***** Excerpted passage

In addition, isolated data sharing agreements between stakeholders and universities hardly solve the problem because they prohibit the sharing of data among researchers, which makes follow-up research and replication studies unlikely and ultimately slows down the scientific progress that could be established. The lack of access to sensitive data not only inhibits research but potentially also creates bias towards questions that focus on readily available data (e.g. Twitter), instead of being driven by real-world importance. As a whole, the problem of accessing sensitive text data imposes a major obstacle on progress in computational social science. Text Wash aims to solve the underlying dilemma: how to research genuinely pressing issues using sensitive data without violating privacy and data protection regulation?

Solving the dilemma

This post was originally posted on sister site, SAGE Ocean, under the title, “Making sensitive text data accessible for computational social science“, by Dr Bennett Kleinberg, Maximilian Mozes and Dr Toby Davies.

If the primary impediment to the sharing of text data is the presence of sensitive and identifying information (e.g. names, dates), a straightforward solution lies in the anonymization of text data by removing identifiable and sensitive information. However, current approaches to data anonymization either require cost—and time-intensive manual anonymization by human experts, or the automatic manipulation of texts by replacing identifying information with generic and context-independent terms (e.g. by replacing all names and dates in a text with the phrase “XXX”). The latter of these, for example, is the approach employed by the anonymization tool provided by the UK Data Service. However, since both syntactic and semantic characteristics of texts are essential for current text processing and information extraction methods to work successfully, such approaches make texts unusable for proper linguistic analyses. To overcome this problem, we propose a fully-automated text anonymization tool that removes traceable and confidential information from English texts and substitutes such information with meaningful replacements. In doing so, both the sentence’s syntactic correctness and its semantic meaning will be preserved.

“Text Wash aims to solve the underlying dilemma: how to research genuinely pressing issues using sensitive data without violating privacy and data protection regulation?

Preserving meaning in text anonymization

In order to illustrate the importance of preserving the semantics when altering texts for linguistic analyses, let us consider the following example. Assume we would like to anonymize the statement

“Alice was very happy about Jamie’s termination of employment with TextWash Inc. last Monday. Three days later, Jamie sued TextWash Inc.”

Imagining that Alice, Jamie and TextWash Inc. are existing entities, such a statement would be difficult to share freely since it would expose Alice’s pleasure resulting from Jamie’s firing, and that they sued their former employer. Nevertheless, from a scientific perspective, this statement might contain valuable information and could be utilized to, for example, automatically extract the emotional valence of Alice’s reaction to Jamie’s firing. If we anonymized this text by simply replacing identifiable information with the generic phrase “XXX”, we would obtain the sentence

“XXX was very happy about XXX termination of employment with XXX last XXX. XXX later, XXX sued XXX”.

**********
***** Data segment

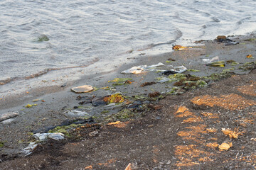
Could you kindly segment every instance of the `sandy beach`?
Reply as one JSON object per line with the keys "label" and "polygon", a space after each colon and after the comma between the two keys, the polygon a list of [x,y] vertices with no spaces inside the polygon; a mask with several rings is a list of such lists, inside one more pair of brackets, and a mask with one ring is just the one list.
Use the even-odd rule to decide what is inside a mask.
{"label": "sandy beach", "polygon": [[[17,112],[19,115],[9,123],[0,123],[0,142],[3,144],[0,147],[0,169],[124,169],[129,163],[132,163],[132,169],[193,169],[198,167],[210,169],[208,166],[213,164],[219,166],[218,169],[253,169],[256,167],[253,149],[255,142],[251,139],[256,137],[253,130],[255,128],[256,73],[255,67],[244,68],[247,66],[245,64],[255,62],[256,35],[250,33],[228,38],[239,44],[225,45],[224,42],[213,40],[201,40],[196,46],[188,47],[186,50],[159,55],[144,54],[142,51],[137,57],[127,59],[129,64],[117,66],[114,72],[87,76],[62,86],[32,89],[26,94],[1,98],[0,113]],[[247,57],[249,55],[252,57]],[[203,62],[203,59],[210,60],[216,56],[219,61],[225,62],[225,67],[210,67]],[[154,68],[154,71],[138,74],[121,74],[134,66],[150,66],[159,62],[164,65]],[[183,73],[187,75],[186,77],[191,75],[204,77],[201,79],[207,85],[201,88],[196,85],[174,86],[178,79],[173,82],[157,82],[169,77],[163,75],[161,70],[170,70],[173,68],[171,66],[182,65],[188,69]],[[213,78],[213,74],[216,74],[216,79],[210,79]],[[114,85],[113,80],[116,78],[130,79],[130,83]],[[142,86],[145,82],[154,84]],[[91,85],[95,91],[82,94],[70,91],[73,87],[82,85]],[[191,88],[193,86],[195,86]],[[235,91],[237,89],[234,89],[238,86],[245,89],[239,94]],[[159,94],[151,97],[150,94],[156,92]],[[100,98],[117,93],[124,96],[126,101],[112,105],[114,107],[94,106],[92,102],[80,103],[92,96]],[[224,98],[223,103],[233,107],[196,102],[203,100],[206,95],[214,96],[215,98],[213,98],[221,101],[223,94],[230,95]],[[240,98],[243,104],[239,103]],[[230,98],[233,101],[228,103]],[[235,101],[239,103],[233,103]],[[208,102],[216,101],[209,99]],[[31,107],[26,107],[28,104]],[[138,106],[129,108],[132,104]],[[177,113],[182,113],[178,111],[181,106],[186,108],[185,110],[189,110],[190,118],[198,118],[192,122],[188,120],[190,126],[187,126],[188,122],[181,120],[187,115],[176,117]],[[75,130],[68,131],[70,137],[65,135],[65,140],[60,141],[48,140],[39,142],[32,154],[24,157],[22,149],[30,142],[36,141],[33,135],[46,132],[50,127],[55,128],[67,120],[78,120],[77,117],[69,117],[64,113],[74,110],[87,113],[86,116],[79,118],[92,118],[91,125],[97,124],[97,126],[87,128],[84,128],[85,124],[75,126]],[[124,110],[129,110],[129,116],[114,116],[124,113]],[[212,120],[213,119],[206,118],[202,113],[211,113],[218,118]],[[241,123],[240,119],[251,120],[245,121],[246,125],[243,126],[239,124]],[[237,124],[233,123],[235,120],[238,120]],[[107,125],[117,121],[121,121],[117,124],[119,126]],[[207,129],[210,128],[214,128],[216,131],[209,132]],[[237,133],[240,132],[238,139],[223,135],[222,128],[235,131],[237,129]],[[187,130],[193,132],[187,135],[184,132],[188,133]],[[97,131],[95,135],[89,135],[95,131]],[[211,138],[217,140],[213,139],[210,142],[208,140]],[[208,143],[215,142],[218,146],[222,142],[232,142],[233,147],[227,151],[220,151],[218,146],[207,146]],[[216,169],[213,166],[212,169]]]}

**********

Exercise requirements:
1. Translate this sentence from the passage on text anonymization into Spanish: "As a whole, the problem of accessing sensitive text data imposes a major obstacle on progress in computational social science."
2. Transcribe the passage on text anonymization word for word, beginning with the words "Solving the dilemma" and ending after "Dr Toby Davies.".

Answers for this exercise:
1. En conjunto, el problema de acceder a datos de texto sensibles supone un obstáculo importante para el progreso de las ciencias sociales computacionales.

2.
Solving the dilemma

This post was originally posted on sister site, SAGE Ocean, under the title, “Making sensitive text data accessible for computational social science“, by Dr Bennett Kleinberg, Maximilian Mozes and Dr Toby Davies.